------ TEXT UNDER STUDY

The results may help explain how a single bad experience, such as a bout of food poisoning after eating a particular food, changes the way a person or animal perceives the taste of that food. They also show that reduced activity in certain brain cells can contribute to avoiding the food.

Learning to avoid foods that cause harm is essential to survival. Scientists know that parts of the brain responsible for taste and for recognising threats are involved, but how the brain learns to associate a particular taste with a threat is unclear.

To find out more, Melissa Haley, a postdoctoral fellow in the Maffei lab at Stony Brook University, New York, US, studied rats that were conditioned to dislike the taste of sugar water. Haley and the team looked at the changes that occurred in the threat-sensing and taste centers of the brain.

Their experiments showed that the expression of genes associated with learning was reduced in the sugar-averse animals. Additionally, the connection between the threat-sensing brain cells and the taste-sensing brain cells was weakened.

------------
------ EXCERPTED RECORDS

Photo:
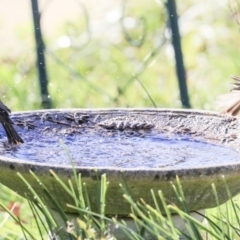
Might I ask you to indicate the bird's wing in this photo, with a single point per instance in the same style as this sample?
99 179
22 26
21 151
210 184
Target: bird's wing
230 103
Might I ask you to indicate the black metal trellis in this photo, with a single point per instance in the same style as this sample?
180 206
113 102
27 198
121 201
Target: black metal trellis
41 64
176 42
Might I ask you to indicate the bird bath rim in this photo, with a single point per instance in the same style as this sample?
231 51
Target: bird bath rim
187 171
196 181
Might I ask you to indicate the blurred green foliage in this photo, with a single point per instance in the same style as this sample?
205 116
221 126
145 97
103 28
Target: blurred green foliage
92 69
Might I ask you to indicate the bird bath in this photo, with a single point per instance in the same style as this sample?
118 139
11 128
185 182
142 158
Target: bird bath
148 146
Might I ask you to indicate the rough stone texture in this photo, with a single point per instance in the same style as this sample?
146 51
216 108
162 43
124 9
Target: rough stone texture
196 182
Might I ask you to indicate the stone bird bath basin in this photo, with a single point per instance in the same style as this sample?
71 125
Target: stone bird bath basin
149 146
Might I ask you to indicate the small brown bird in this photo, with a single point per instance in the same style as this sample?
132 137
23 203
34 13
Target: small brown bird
230 103
12 135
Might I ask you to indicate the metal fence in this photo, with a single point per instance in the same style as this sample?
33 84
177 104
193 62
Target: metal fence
171 25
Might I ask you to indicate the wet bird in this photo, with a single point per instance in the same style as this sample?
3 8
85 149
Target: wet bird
12 135
230 103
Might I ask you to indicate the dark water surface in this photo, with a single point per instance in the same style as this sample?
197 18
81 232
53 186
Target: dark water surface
120 150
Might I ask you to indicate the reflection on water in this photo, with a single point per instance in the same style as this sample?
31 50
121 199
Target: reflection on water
121 150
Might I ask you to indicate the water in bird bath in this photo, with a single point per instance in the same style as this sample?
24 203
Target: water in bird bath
124 149
129 141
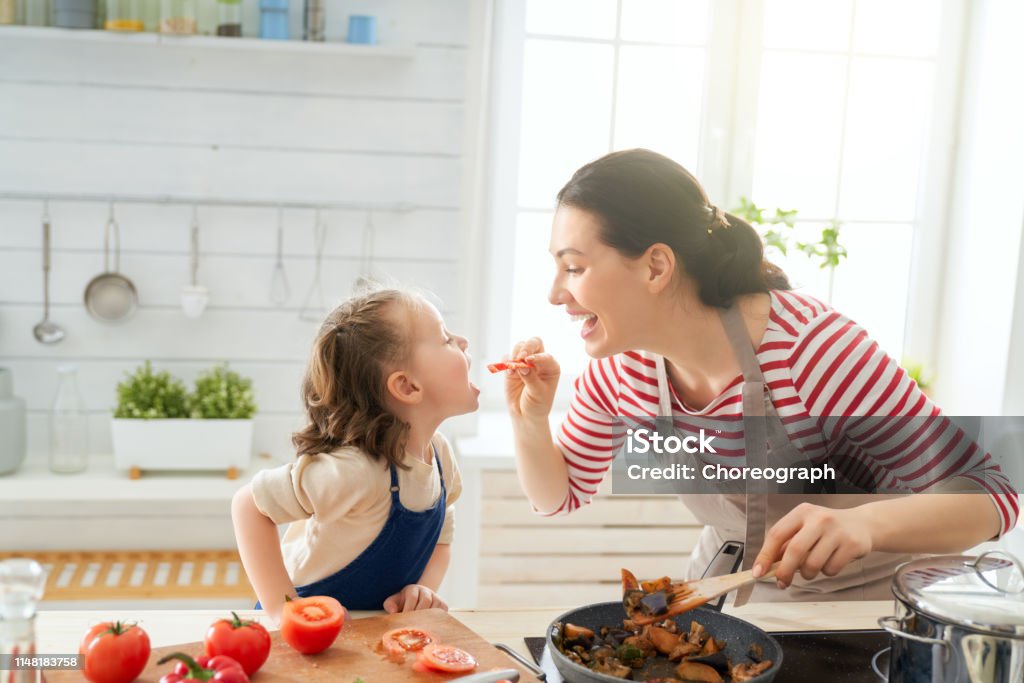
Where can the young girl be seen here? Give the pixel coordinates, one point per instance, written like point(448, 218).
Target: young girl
point(370, 495)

------------

### PROBLEM TO WORK ON
Pick up the article on how the brain learns to link a taste with harm after its last sentence, and write what comes next.

### ANSWER TO THIS PROBLEM
The team then used a technique called optogenetics, which involves using light to control the activity of brain cells, to study these changes in the rat brain following conditioned taste aversion. They used the technique to artificially reduce the activity between the threat-sensing and taste-sensing brain cells, and found that this could cause normal rats to develop a taste aversion to sugar water.

“Our experiments provide the first direct evidence that learning to avoid certain tastes depends on the long-term reduction of activity in connections between the taste and threat sensors in the brain,” Haley says.

The findings also suggest that reducing activity between two brain centres can be an important way in which animals learn other behaviours, adding to our understanding of the processes that enable learning and lead to changes in behaviours. “This discovery could have important implications for helping people break addictions to harmful substances,” Haley adds.

Senior author Arianna Maffei, Professor at the Department of Neurobiology & Behavior, Stony Brook University, concludes: “Our results link reduced communication between the taste and threat-processing centres to a change in taste preference. This shows that changes in communication between brain centres can influence the way animals perceive and behave toward things that make them feel good or bad.”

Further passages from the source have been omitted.